(Labeled-object pointing entries)
---

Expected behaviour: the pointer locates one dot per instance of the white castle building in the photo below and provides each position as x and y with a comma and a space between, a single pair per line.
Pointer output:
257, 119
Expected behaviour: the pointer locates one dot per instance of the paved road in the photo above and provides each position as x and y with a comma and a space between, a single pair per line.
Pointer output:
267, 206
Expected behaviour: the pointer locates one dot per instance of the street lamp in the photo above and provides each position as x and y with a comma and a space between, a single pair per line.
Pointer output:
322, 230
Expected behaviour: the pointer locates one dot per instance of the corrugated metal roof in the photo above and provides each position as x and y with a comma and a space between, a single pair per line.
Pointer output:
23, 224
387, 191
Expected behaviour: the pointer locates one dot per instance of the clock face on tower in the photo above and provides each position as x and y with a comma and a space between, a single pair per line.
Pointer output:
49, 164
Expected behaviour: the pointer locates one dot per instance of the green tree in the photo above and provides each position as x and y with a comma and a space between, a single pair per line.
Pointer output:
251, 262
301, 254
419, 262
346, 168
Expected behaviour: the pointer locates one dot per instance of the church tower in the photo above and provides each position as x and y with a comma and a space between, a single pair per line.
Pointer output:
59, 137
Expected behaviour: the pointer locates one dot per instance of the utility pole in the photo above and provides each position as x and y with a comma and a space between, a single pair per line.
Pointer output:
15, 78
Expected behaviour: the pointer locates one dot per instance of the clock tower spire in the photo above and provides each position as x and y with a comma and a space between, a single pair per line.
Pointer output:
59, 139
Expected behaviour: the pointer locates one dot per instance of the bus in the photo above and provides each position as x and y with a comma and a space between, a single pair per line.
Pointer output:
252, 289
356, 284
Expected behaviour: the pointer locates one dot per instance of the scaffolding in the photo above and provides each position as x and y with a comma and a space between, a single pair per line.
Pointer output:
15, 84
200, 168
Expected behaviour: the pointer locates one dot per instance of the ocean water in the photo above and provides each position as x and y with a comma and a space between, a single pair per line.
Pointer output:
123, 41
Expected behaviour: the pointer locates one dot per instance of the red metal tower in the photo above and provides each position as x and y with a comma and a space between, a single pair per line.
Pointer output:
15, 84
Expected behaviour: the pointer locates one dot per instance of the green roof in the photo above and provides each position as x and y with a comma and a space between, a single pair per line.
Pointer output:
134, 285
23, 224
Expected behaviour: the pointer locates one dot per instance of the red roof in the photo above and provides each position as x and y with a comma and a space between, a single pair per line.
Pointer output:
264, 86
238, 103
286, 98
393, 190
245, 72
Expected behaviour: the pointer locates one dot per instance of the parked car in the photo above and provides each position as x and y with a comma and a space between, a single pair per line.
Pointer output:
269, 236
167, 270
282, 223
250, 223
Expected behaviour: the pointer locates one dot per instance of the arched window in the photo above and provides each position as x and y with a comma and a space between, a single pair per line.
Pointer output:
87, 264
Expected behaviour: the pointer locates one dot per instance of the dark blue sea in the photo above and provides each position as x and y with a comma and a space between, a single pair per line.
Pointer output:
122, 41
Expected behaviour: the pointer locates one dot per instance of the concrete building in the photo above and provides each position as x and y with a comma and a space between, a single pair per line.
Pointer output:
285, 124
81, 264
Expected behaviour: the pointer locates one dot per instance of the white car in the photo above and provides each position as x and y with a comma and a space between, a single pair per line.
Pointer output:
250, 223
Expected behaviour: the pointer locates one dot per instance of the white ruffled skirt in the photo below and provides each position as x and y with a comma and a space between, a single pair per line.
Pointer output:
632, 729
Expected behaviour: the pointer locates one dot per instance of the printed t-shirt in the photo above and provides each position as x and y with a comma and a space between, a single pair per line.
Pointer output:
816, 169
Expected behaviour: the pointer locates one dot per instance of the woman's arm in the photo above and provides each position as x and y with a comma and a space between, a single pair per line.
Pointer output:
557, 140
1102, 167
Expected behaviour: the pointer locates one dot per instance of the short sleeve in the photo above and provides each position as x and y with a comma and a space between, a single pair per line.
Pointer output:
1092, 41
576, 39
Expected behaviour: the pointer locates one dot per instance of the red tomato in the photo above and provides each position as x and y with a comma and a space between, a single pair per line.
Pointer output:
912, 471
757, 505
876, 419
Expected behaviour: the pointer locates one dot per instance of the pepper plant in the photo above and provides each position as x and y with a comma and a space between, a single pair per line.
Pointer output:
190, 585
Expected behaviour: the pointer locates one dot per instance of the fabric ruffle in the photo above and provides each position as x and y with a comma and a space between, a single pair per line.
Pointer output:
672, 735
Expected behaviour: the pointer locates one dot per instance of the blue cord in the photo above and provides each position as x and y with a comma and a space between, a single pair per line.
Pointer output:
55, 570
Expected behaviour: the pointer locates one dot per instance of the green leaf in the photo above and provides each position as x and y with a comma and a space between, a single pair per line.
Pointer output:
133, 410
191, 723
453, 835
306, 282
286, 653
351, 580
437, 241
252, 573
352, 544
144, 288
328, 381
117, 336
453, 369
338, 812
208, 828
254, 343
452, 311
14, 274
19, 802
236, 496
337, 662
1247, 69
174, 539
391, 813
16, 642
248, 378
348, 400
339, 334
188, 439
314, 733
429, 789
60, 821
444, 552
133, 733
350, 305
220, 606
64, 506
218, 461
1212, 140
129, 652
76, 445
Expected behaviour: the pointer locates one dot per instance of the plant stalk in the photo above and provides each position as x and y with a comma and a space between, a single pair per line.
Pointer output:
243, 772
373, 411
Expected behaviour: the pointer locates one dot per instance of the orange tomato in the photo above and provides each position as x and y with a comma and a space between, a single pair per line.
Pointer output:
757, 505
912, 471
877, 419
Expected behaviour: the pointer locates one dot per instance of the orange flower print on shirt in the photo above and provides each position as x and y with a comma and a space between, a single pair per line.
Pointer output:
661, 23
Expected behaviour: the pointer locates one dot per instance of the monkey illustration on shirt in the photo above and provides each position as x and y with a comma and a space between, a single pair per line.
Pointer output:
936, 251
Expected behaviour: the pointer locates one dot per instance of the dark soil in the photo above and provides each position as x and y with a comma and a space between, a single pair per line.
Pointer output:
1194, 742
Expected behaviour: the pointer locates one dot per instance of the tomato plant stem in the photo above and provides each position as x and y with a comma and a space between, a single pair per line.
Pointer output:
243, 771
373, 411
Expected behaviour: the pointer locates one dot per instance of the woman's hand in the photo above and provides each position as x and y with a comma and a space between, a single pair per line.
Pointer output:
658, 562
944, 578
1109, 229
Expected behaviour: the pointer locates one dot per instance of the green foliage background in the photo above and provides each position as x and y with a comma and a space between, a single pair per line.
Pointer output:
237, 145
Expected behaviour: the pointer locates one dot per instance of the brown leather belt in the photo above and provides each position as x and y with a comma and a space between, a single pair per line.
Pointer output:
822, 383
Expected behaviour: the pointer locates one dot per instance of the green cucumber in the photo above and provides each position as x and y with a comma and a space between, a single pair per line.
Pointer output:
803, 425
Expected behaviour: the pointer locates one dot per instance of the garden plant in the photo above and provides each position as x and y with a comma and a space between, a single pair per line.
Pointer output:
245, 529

---

What you are asked to do >> Which lines run from the one containing "the green foliage" to the end of the entries above? Quote exactly those, and only those.

Complete response >>
Expected behaviour: the pointer locates one dot per instance of the green foliage background in the photo above and provides each position as x and y with a comma and a space between, a single pair per line.
Pointer output:
237, 145
Expected behaviour: the pointer locates one dot per instance of the brown leather belt in the photo above and provides each position as x and y with a comma and a space between, a single pair per line.
Pointer output:
822, 383
Expected behaviour: the pointer locates one dot per instance of the green cucumber in the photo above and provides each position as x and y with a comma and a space between, a single pair per line.
Pointer output:
803, 425
Expected behaviour: the pointer locates one dot per instance of the garden plant in the photo above and provides each position as x and y with a comma and a space between, a single pair per line.
Pointer output:
245, 529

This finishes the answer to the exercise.